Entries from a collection
# # # # # # #

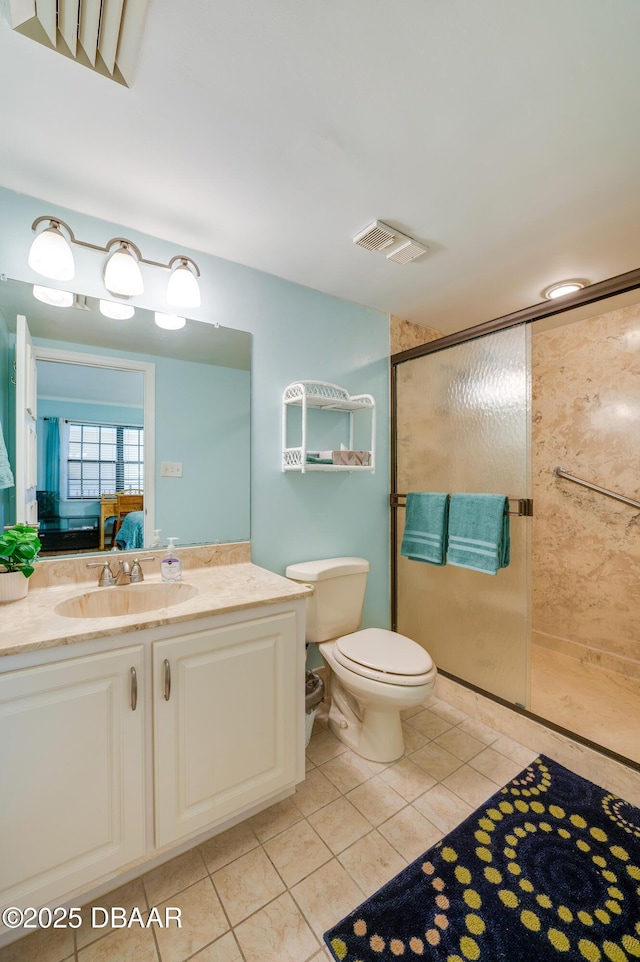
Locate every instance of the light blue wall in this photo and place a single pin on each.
(6, 494)
(298, 334)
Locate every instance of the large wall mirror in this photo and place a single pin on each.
(137, 429)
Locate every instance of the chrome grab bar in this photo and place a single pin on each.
(561, 473)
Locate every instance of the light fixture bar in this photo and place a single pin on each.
(186, 268)
(115, 240)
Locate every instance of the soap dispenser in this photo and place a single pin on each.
(171, 566)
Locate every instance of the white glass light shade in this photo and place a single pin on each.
(122, 274)
(170, 322)
(50, 295)
(51, 256)
(562, 288)
(118, 312)
(183, 289)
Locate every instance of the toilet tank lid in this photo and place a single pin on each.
(326, 568)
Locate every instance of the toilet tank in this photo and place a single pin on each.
(335, 608)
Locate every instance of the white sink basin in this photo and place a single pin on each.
(126, 600)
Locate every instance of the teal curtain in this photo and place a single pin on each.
(52, 456)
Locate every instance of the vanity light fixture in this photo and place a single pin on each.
(122, 274)
(51, 256)
(51, 295)
(563, 287)
(117, 312)
(169, 322)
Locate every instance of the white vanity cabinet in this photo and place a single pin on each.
(71, 774)
(226, 726)
(115, 756)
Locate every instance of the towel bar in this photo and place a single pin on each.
(525, 505)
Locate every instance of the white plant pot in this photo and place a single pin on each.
(13, 586)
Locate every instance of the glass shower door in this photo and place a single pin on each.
(463, 425)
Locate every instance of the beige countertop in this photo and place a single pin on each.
(33, 623)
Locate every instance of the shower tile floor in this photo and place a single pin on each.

# # # # # # #

* _WORK REQUIRED_:
Put each nonblank line of the entries above into a Markdown table with the columns Row and Line, numbering the rows in order. Leave out the pictures.

* _EXERCISE RESULT_:
| Row | Line |
|---|---|
| 1 | Locate every instance of the light blue wall in this photo and place a single pin on each. |
| 2 | (6, 494) |
| 3 | (298, 334) |
| 4 | Locate every instance of the large wall mirror in this photo and place a single pin on each. |
| 5 | (137, 429) |
| 6 | Locate every instance of the chrome grab bar in this photo and place a single pin on each. |
| 7 | (561, 473) |
| 8 | Locate every instance of the light fixture bar in this photo and place a single pin on each. |
| 9 | (186, 268) |
| 10 | (115, 240) |
| 11 | Locate every instance of the soap dispenser in this photo and place a single pin on each. |
| 12 | (171, 566) |
| 13 | Locate every instance of the white glass light shade in this photo and place a single pin on each. |
| 14 | (122, 274) |
| 15 | (170, 322) |
| 16 | (50, 295) |
| 17 | (51, 256) |
| 18 | (562, 288) |
| 19 | (118, 312) |
| 20 | (183, 289) |
| 21 | Locate every instance of the toilet tank lid in this photo and place a single pin on each. |
| 22 | (326, 568) |
| 23 | Locate every instance of the toilet tank in this photo and place a single pin on each. |
| 24 | (335, 608) |
| 25 | Locate every instance of the white sink basin in this photo and place a single pin on each. |
| 26 | (126, 600) |
| 27 | Locate every instance of the teal curtain in this photo and place a single pin on each. |
| 28 | (52, 456) |
| 29 | Locate every instance of the vanity light fixture in this photo and place a single pin on each. |
| 30 | (122, 274) |
| 31 | (51, 256) |
| 32 | (51, 295) |
| 33 | (563, 287) |
| 34 | (117, 312) |
| 35 | (169, 322) |
| 36 | Locate every instance of the white vanity cabinet in this photo and place a single pin on each. |
| 37 | (71, 774) |
| 38 | (226, 726) |
| 39 | (115, 756) |
| 40 | Locate every instance of the towel bar in this photo and place a single pin on each. |
| 41 | (525, 505) |
| 42 | Locate every instance of the white plant pot in this photo and place a single pin on each. |
| 43 | (13, 586) |
| 44 | Locate every instance of the glass shower door in this photo and place a single pin on each. |
| 45 | (463, 425) |
| 46 | Locate every instance of the beige countertop in this photo and place a single pin on each. |
| 47 | (33, 623) |
| 48 | Locate every instance of the shower tile floor in this photo and place a single pin on each. |